EXERCISE GOAL :: The listing below must be repeated word for word, with its images excluded.

DATA PROVIDED ::
:::::
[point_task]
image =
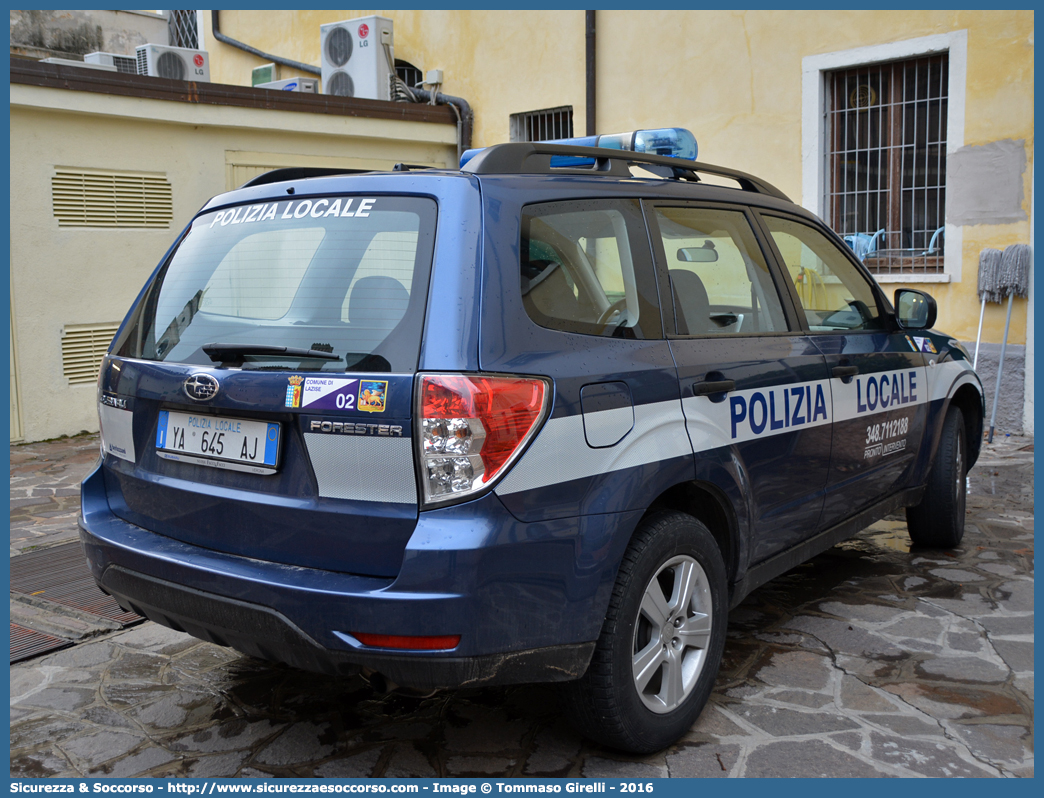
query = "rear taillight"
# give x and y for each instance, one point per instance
(472, 428)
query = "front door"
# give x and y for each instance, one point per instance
(878, 382)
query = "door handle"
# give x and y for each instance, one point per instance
(845, 372)
(714, 386)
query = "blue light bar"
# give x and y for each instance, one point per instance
(673, 142)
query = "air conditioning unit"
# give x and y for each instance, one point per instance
(357, 57)
(306, 85)
(125, 64)
(175, 63)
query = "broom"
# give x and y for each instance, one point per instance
(989, 264)
(1012, 280)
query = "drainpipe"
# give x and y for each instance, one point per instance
(464, 113)
(592, 128)
(255, 51)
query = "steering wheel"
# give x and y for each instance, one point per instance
(616, 307)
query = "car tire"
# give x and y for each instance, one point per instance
(661, 643)
(939, 520)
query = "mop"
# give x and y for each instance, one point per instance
(1012, 281)
(989, 264)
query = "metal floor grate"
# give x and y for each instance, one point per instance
(60, 574)
(28, 642)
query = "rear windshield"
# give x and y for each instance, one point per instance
(338, 282)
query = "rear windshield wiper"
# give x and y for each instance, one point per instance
(226, 352)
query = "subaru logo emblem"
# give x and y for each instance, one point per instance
(200, 386)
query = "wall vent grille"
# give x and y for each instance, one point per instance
(82, 348)
(111, 200)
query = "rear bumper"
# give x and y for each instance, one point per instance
(527, 600)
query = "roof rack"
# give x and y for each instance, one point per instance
(535, 158)
(299, 172)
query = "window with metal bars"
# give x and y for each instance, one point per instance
(182, 29)
(541, 125)
(886, 162)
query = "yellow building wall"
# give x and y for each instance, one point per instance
(732, 77)
(66, 276)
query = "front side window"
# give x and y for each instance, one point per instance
(886, 162)
(337, 282)
(830, 290)
(718, 278)
(584, 268)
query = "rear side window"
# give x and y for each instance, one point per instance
(585, 267)
(341, 276)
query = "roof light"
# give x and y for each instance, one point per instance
(673, 142)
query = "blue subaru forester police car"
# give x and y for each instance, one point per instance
(544, 418)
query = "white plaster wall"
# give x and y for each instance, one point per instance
(63, 276)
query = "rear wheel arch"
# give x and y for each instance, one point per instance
(970, 402)
(710, 507)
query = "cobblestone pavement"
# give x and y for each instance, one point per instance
(870, 660)
(45, 482)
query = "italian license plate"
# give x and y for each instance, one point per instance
(218, 442)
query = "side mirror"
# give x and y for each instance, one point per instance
(915, 310)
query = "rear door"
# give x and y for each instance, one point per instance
(266, 381)
(571, 295)
(878, 381)
(754, 388)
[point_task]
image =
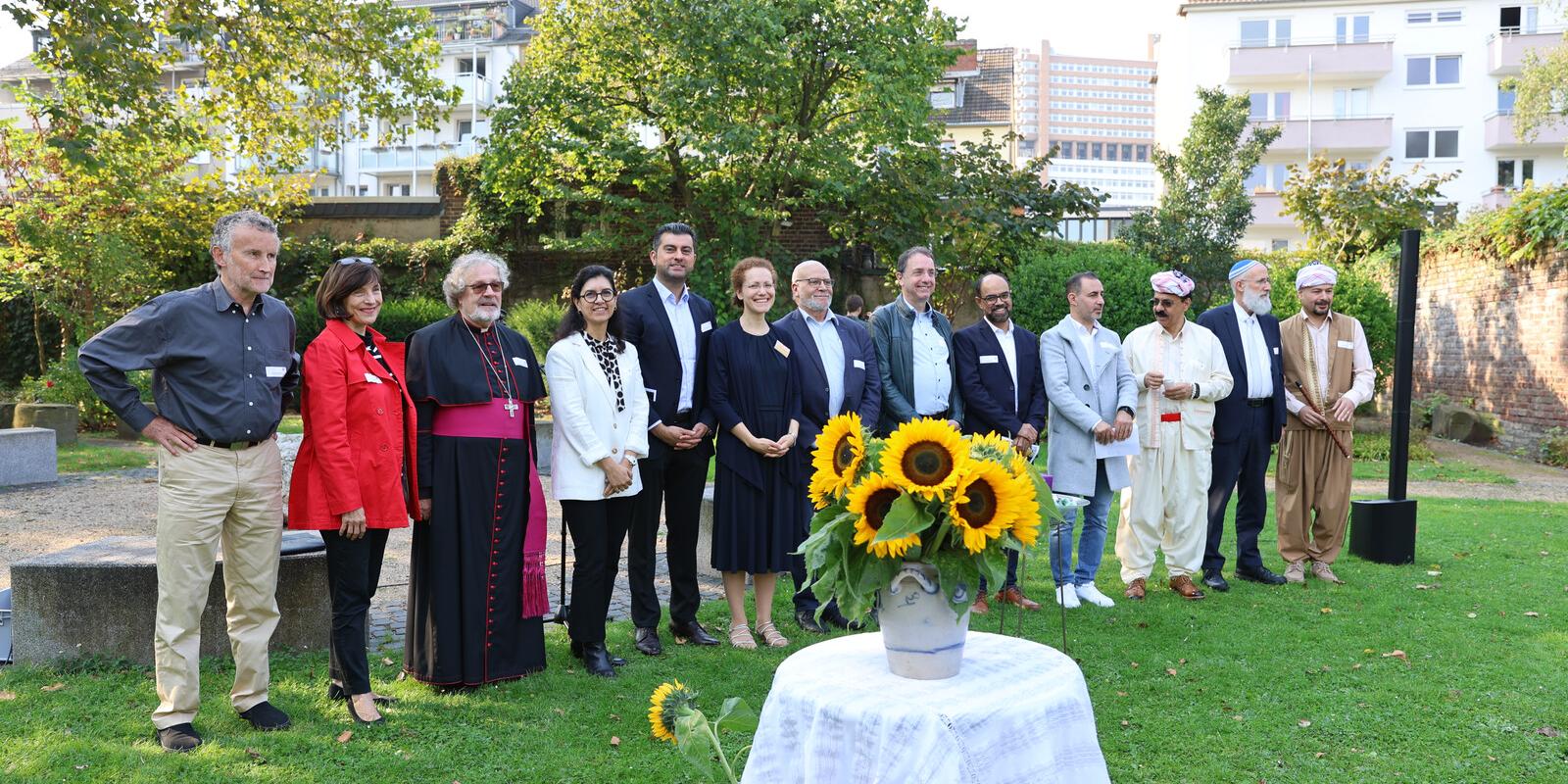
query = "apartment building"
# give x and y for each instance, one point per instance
(480, 41)
(1416, 82)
:::::
COMPLETED EXERCISE ::
[point_task]
image =
query = "rear taillight"
# give x and y for each instance, one point per instance
(472, 428)
query = "front door"
# give x and y for each instance, one point per instance
(878, 382)
query = "door handle"
# give x and y for each instance, one point per instance
(845, 372)
(714, 386)
query = "blue light bar"
# give x and y for each instance, one point per instance
(673, 142)
query = "air conditioning unit"
# give x and y for each instance, one point per instance
(357, 57)
(306, 85)
(125, 64)
(175, 63)
query = "broom"
# give x and y for each instance, one point per instance
(989, 264)
(1012, 280)
query = "drainpipe"
# give x and y for each instance, one point per instance
(464, 113)
(592, 128)
(255, 51)
query = "steering wheel"
# give x and y for each instance, one point per instance
(616, 307)
query = "car tire"
# give x and y for each instance, one point per instance
(661, 643)
(939, 520)
query = "mop"
# give x and y for each instance, one point per instance
(1012, 281)
(989, 264)
query = "metal floor grate"
# give x and y for each instance, one point per instance
(60, 574)
(28, 642)
query = "rear windshield"
# give x and y for each instance, one point per instance
(338, 282)
query = "rear windshield wiper"
# give x and y for each instance, one point per instance
(226, 352)
query = "subaru logo emblem"
# give x and y for each instance, one point per instance
(200, 386)
query = "wall vent grille"
# give x and y for each instance, one point per instance
(82, 348)
(111, 200)
query = "rear bumper"
# give x and y for each instance, one point per instance
(527, 600)
query = "roof rack"
# give x and y for each instance, one point per instance
(535, 158)
(299, 172)
query = "window with metal bars"
# give x and y for each instance, one point per instance
(182, 29)
(541, 125)
(886, 162)
query = "yellow building wall"
# give x and y for each instance, one point per instance
(732, 77)
(66, 276)
query = "front side window"
# give x and y for each instance, one point per instance
(886, 162)
(337, 282)
(830, 290)
(718, 278)
(584, 268)
query = "rear side window"
# give x and y for each instance, one point per instance
(585, 267)
(341, 276)
query = "roof light"
# give x and y for each instance, one point per instance
(673, 142)
query = "blue subaru forester police car"
# give x and y for each instance, one point per instance
(544, 418)
query = "white plaster wall"
# give x and y for each instance, one point per instance
(63, 276)
query = "rear wheel arch"
# give x and y for each instance, one point per instance
(970, 402)
(710, 507)
query = "cobblestone pavement"
# give x and y for each instance, one point per instance
(870, 660)
(45, 482)
query = "italian license plate"
# give x and y for each instance, one point per instance
(218, 442)
query = "side mirror"
# give x and y for each instance, one point per instance
(915, 310)
query = "rear door"
# give x and y for each instance, one point per instance
(266, 381)
(571, 295)
(878, 381)
(754, 388)
[point_task]
image =
query = "apartment building"
# give x and y for each instance, one point per instance
(480, 41)
(1416, 82)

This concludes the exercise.